- _Objective 1_: Echo the recovery passage verbatim, starting at "One Sunday afternoon" and ending at "in my soul.".

- _Text segment_:
A few days later I was on a plane flying to California and the most famous treatment center in the world. At that point I was about as far down in the dumps, in every sence, as I’d ever been. I had hit a bottom, and as a result was in a frame of mind where I could be taught. I was about to have what is probably the most beneficial and most memorable experience of my life.

A day or two after arriving at the center, I was halfway thinking about bolting. That’s one of the benefits of getting treatment across the country; you don’t really have anywhere to run to, especially if you’re virtually penniless. Late that afternoon I stepped out of my bedroom and sat on the patio to think. Looking at the mountains bathed in the late day sun, it dawned on me that I wouldn’t even know which way to go to get back to Alabama. Somehow I found that mildly amusing. I settled in for the duration.

After a week or two, I was doing pretty well. I won’t say I was having fun. Rehab is too much work for someone as lazy as me to have fun. But maybe I was having fun. I had bonded with many of my piers. They were from all walks of life, varying ages, and were sick to varying degrees. In my first rehab experience I had believed, almost certainly mistakenly, that I was smarter than most of my piers. I was under no such illusions this go round. Almost all of the new group were accomplished. It was humbling.

One Sunday afternoon I was in my room reading Chapter Five of the Big Book of Alcoholics Anonymous. I’d read it several times before. Still, something strange was going on in my psyche. It was making sense to me. I was suddenly able to see myself for who I was and see myself described in the Big Book. Up until that very instant, I’d been convinced that my problems were caused by others. The list of people I blamed was lengthy. Of course my parents figured prominently. Society was also to blame. The world was screwed up and was why I was screwed up. I knew it deep down in my soul.

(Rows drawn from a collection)

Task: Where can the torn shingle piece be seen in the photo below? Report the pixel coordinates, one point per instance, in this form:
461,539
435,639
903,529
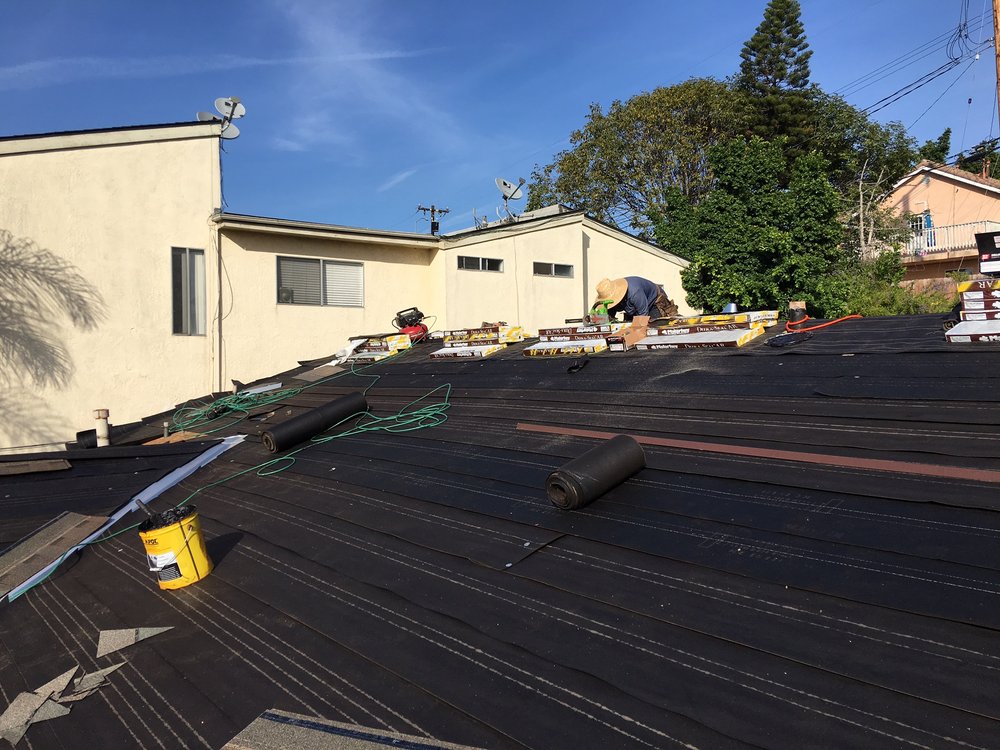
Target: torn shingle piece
15,720
110,641
276,730
79,696
54,688
49,710
94,679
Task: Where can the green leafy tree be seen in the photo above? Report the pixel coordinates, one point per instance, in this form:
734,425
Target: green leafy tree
871,287
774,71
937,150
628,163
754,242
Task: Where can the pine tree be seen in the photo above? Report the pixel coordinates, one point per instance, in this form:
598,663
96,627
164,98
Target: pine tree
775,72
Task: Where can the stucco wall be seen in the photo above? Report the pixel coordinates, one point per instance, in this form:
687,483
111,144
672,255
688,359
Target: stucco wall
113,212
613,257
950,201
261,337
518,296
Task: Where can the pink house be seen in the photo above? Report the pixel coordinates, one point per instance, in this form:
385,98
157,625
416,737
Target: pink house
948,207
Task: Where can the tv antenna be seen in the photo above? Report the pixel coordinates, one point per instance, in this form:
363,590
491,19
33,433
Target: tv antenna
510,192
435,212
230,108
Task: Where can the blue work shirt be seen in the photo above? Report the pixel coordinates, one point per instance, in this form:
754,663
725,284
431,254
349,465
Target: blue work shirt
638,300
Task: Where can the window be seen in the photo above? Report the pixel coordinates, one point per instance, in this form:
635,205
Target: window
468,263
311,281
553,269
188,279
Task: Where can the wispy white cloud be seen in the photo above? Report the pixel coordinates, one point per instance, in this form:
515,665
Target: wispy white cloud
358,90
62,70
395,180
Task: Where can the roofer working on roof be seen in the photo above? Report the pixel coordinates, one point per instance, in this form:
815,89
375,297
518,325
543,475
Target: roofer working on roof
634,296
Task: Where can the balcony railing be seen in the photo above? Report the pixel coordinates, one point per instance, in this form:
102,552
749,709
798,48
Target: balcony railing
927,240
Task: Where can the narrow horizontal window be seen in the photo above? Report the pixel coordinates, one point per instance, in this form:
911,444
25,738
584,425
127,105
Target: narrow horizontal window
553,269
470,263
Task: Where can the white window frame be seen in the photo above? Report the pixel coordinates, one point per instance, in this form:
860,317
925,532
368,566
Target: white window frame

- _Objective 2_: Arrange the rows as a JSON list of strings, one string per line and blank lines omitted, starting at the line containing "Task: Where can the wispy" and ending at the last line of the rows.

- _Right answer 1_:
One Sunday afternoon I was in my room reading Chapter Five of the Big Book of Alcoholics Anonymous. I’d read it several times before. Still, something strange was going on in my psyche. It was making sense to me. I was suddenly able to see myself for who I was and see myself described in the Big Book. Up until that very instant, I’d been convinced that my problems were caused by others. The list of people I blamed was lengthy. Of course my parents figured prominently. Society was also to blame. The world was screwed up and was why I was screwed up. I knew it deep down in my soul.

- _Right answer 2_:
[
  "Task: Where can the wispy white cloud be seen in the photo above? Report the pixel coordinates, one point per instance, in this form:",
  "515,665",
  "Target: wispy white cloud",
  "358,90",
  "62,70",
  "395,180",
  "Task: Where can the roofer working on roof be seen in the photo above? Report the pixel coordinates, one point per instance, in this form:",
  "815,89",
  "375,297",
  "518,325",
  "543,475",
  "Target: roofer working on roof",
  "634,296",
  "Task: Where can the balcony railing be seen in the photo above? Report the pixel coordinates, one point per instance, in this form:",
  "102,552",
  "749,709",
  "798,48",
  "Target: balcony railing",
  "927,240",
  "Task: Where can the narrow horizontal window be seen in the photo above? Report the pixel coordinates, one point per instance, in this form:",
  "911,444",
  "25,738",
  "584,425",
  "127,105",
  "Target: narrow horizontal window",
  "553,269",
  "470,263",
  "Task: Where can the white window frame be seen in the photo above? Report the pixel coordinates, one point per instance, in this form:",
  "860,317",
  "925,532",
  "368,566",
  "Target: white window frame"
]